(Collection entries)
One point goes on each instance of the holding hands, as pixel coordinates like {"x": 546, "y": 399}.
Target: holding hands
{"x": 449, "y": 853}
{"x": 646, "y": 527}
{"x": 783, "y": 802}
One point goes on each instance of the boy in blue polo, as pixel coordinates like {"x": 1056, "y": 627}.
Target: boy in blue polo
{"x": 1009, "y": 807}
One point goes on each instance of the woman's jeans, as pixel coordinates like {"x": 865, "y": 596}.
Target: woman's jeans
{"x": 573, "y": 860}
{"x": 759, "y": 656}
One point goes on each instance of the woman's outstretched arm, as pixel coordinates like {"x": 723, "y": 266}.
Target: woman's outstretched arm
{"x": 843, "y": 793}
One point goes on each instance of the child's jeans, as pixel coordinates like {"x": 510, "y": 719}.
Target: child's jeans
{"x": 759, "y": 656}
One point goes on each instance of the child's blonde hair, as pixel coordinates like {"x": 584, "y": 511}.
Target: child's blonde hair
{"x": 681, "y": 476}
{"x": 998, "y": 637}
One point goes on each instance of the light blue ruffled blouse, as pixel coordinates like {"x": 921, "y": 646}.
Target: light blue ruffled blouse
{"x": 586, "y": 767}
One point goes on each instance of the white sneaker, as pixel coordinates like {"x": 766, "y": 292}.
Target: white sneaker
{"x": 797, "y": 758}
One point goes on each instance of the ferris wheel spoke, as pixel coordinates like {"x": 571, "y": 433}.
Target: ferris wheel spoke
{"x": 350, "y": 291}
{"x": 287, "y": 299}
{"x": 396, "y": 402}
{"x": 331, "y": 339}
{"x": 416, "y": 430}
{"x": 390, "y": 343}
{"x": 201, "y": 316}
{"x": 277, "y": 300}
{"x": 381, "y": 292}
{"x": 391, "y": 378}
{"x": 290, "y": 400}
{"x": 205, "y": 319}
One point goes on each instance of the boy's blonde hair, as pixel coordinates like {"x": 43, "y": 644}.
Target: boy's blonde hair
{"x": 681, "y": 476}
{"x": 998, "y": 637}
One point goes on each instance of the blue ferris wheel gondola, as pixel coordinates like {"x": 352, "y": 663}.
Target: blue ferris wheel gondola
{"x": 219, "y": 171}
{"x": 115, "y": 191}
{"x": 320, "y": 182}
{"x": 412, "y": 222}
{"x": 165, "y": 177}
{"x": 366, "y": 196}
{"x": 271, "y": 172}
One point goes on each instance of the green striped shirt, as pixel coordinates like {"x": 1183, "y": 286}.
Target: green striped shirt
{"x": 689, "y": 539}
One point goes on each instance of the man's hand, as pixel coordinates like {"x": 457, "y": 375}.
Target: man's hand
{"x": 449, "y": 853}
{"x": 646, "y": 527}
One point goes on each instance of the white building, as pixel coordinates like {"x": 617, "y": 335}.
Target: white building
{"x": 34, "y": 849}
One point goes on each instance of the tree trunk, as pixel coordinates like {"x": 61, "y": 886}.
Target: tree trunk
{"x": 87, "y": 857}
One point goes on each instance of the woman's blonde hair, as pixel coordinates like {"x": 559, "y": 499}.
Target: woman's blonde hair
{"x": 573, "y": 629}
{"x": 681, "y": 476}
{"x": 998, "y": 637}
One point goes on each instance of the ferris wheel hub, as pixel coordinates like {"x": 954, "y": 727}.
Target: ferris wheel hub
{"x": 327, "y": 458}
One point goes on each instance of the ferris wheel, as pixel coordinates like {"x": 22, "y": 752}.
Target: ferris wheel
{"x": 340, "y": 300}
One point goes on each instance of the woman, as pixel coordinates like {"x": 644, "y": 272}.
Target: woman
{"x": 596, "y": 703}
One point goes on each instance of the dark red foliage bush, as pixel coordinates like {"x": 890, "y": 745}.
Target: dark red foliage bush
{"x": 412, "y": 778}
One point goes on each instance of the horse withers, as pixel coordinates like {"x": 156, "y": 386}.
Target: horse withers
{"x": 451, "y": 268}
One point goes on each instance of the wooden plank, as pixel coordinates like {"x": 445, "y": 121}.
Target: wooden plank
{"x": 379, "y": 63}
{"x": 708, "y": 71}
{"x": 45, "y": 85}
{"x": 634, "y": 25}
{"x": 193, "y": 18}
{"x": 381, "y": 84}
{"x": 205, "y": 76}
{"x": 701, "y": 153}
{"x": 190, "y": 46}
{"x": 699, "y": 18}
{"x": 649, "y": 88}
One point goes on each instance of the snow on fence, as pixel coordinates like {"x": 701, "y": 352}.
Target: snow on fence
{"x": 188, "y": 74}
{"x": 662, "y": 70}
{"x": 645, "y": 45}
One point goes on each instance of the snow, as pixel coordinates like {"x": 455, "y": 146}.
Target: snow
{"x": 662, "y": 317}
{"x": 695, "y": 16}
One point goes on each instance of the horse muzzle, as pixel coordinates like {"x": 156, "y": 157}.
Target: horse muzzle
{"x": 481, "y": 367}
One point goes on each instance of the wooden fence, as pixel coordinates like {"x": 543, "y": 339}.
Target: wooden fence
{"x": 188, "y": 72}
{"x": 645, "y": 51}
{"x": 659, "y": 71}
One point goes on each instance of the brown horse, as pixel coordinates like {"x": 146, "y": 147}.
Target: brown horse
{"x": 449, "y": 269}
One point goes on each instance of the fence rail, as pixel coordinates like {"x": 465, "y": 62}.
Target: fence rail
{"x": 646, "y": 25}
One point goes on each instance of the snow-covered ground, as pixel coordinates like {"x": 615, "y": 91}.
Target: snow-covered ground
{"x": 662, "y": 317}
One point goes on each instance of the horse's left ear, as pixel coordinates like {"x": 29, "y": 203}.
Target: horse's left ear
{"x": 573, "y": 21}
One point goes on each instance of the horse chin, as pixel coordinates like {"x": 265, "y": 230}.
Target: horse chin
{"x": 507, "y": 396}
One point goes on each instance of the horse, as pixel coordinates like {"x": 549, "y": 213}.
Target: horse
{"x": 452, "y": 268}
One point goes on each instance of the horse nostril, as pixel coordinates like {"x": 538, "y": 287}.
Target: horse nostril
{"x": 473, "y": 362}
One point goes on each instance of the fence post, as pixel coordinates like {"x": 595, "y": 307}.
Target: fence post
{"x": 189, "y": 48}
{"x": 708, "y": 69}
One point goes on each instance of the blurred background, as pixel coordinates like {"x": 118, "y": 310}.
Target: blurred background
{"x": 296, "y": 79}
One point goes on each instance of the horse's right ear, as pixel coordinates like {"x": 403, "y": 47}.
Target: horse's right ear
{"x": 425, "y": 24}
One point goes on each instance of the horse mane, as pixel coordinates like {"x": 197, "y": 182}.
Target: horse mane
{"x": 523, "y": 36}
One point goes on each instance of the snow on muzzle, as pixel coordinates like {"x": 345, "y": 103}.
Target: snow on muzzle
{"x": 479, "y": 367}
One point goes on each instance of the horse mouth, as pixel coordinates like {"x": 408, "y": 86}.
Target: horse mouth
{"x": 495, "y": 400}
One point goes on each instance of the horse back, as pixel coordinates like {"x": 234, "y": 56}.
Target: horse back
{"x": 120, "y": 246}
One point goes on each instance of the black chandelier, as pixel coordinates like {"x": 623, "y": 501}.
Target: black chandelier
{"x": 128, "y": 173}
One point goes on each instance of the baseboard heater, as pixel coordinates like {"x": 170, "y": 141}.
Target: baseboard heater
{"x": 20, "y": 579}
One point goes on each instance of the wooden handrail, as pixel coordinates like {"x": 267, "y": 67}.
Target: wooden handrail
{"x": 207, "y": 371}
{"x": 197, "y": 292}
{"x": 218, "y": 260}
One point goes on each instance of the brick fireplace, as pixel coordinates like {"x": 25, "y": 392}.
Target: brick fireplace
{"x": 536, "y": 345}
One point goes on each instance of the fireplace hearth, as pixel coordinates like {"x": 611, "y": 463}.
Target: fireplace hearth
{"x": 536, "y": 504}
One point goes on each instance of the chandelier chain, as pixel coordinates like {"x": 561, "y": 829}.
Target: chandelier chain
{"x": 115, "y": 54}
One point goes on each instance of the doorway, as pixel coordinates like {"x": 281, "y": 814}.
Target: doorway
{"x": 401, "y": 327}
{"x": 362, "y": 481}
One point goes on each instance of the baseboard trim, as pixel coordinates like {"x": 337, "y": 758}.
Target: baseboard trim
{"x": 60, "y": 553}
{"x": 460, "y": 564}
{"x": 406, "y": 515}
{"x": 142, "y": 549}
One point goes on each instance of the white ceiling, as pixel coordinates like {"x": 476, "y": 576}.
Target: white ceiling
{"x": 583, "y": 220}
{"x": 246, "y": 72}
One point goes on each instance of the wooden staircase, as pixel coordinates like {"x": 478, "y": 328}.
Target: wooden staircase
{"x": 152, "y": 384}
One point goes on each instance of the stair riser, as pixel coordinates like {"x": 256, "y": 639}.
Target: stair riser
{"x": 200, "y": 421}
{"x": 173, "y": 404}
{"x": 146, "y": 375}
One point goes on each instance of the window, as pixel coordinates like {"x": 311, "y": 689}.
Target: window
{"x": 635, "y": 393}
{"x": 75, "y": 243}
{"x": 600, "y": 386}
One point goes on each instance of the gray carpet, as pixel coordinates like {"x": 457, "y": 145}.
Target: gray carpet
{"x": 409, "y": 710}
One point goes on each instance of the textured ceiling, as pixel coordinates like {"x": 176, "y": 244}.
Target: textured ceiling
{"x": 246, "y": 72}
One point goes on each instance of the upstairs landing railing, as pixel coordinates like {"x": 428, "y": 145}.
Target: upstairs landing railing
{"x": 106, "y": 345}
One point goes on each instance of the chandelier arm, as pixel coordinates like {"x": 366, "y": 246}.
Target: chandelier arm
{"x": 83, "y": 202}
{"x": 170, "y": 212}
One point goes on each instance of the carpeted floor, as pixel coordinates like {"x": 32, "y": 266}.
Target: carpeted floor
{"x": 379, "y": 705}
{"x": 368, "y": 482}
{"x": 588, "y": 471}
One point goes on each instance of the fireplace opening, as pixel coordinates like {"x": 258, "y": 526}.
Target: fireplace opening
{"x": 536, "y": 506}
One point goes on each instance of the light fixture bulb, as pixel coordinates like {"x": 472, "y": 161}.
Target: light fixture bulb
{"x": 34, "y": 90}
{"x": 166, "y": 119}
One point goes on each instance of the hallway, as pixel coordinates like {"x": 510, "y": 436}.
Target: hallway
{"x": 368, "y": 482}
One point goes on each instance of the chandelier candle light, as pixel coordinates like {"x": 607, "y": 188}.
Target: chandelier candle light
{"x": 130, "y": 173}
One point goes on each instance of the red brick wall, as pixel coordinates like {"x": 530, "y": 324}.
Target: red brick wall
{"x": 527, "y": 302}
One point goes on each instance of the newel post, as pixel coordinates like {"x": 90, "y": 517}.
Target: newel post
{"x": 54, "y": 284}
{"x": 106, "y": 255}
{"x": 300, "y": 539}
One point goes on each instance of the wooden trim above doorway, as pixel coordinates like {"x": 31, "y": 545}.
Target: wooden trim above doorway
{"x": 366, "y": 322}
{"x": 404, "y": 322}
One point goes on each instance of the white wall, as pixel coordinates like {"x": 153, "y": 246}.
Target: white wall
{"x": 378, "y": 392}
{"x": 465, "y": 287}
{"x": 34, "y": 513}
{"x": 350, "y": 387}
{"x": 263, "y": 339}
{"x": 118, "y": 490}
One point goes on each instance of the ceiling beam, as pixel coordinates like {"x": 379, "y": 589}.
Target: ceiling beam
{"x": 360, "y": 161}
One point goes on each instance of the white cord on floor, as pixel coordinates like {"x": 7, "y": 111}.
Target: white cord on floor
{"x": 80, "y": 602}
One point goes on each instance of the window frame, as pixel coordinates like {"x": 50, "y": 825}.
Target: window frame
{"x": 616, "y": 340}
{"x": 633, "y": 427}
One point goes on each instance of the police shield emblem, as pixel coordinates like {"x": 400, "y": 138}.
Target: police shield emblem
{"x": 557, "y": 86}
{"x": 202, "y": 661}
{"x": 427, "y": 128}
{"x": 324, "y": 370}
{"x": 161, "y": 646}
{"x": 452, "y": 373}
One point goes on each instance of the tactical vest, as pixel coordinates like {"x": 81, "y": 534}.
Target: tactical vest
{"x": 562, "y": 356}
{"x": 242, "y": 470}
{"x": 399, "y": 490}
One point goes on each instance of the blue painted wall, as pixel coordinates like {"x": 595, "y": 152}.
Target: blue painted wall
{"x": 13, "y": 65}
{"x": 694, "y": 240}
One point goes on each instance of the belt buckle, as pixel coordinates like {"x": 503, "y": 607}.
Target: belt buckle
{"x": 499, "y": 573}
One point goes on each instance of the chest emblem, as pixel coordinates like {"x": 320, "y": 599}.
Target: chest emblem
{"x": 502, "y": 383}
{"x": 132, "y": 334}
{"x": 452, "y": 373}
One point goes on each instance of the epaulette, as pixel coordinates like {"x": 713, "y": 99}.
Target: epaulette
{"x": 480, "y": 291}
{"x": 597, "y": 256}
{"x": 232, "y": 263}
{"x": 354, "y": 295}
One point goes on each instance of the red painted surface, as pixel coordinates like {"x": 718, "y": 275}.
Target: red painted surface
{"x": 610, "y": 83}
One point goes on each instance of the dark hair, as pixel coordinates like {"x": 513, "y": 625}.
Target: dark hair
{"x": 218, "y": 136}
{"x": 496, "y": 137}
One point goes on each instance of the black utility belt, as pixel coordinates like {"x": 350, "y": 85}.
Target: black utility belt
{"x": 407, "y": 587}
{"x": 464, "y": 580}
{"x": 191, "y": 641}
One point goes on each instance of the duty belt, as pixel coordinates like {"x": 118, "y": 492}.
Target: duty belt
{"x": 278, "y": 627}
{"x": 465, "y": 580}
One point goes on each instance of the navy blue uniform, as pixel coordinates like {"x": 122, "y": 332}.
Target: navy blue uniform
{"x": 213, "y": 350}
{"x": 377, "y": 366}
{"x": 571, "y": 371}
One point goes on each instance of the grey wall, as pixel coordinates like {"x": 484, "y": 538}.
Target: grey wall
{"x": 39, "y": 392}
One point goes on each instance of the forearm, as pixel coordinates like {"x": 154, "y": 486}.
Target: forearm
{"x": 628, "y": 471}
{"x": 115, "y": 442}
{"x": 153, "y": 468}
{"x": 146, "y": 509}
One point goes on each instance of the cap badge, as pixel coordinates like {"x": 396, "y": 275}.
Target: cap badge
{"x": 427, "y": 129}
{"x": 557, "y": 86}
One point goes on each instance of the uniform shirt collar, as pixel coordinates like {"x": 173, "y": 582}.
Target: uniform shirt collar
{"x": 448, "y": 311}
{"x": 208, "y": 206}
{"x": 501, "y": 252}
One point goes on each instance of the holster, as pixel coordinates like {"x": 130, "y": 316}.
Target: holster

▶ Task statement: Write down, word for word, the lines above from the one containing "Target: child's blonde hair" through the one containing "wheel spoke, as", both ends included.

▶ Answer to this problem:
Target: child's blonde hair
{"x": 681, "y": 476}
{"x": 998, "y": 637}
One point goes on each instance of the light blue ruffled blouse, as pixel coordinates like {"x": 921, "y": 646}.
Target: light blue ruffled blouse
{"x": 586, "y": 767}
One point goes on each instance of the white sneaker, as pixel coordinates like {"x": 766, "y": 292}.
Target: white sneaker
{"x": 797, "y": 758}
One point goes on each instance of the ferris wheel spoke, as pixel coordinates like {"x": 571, "y": 433}.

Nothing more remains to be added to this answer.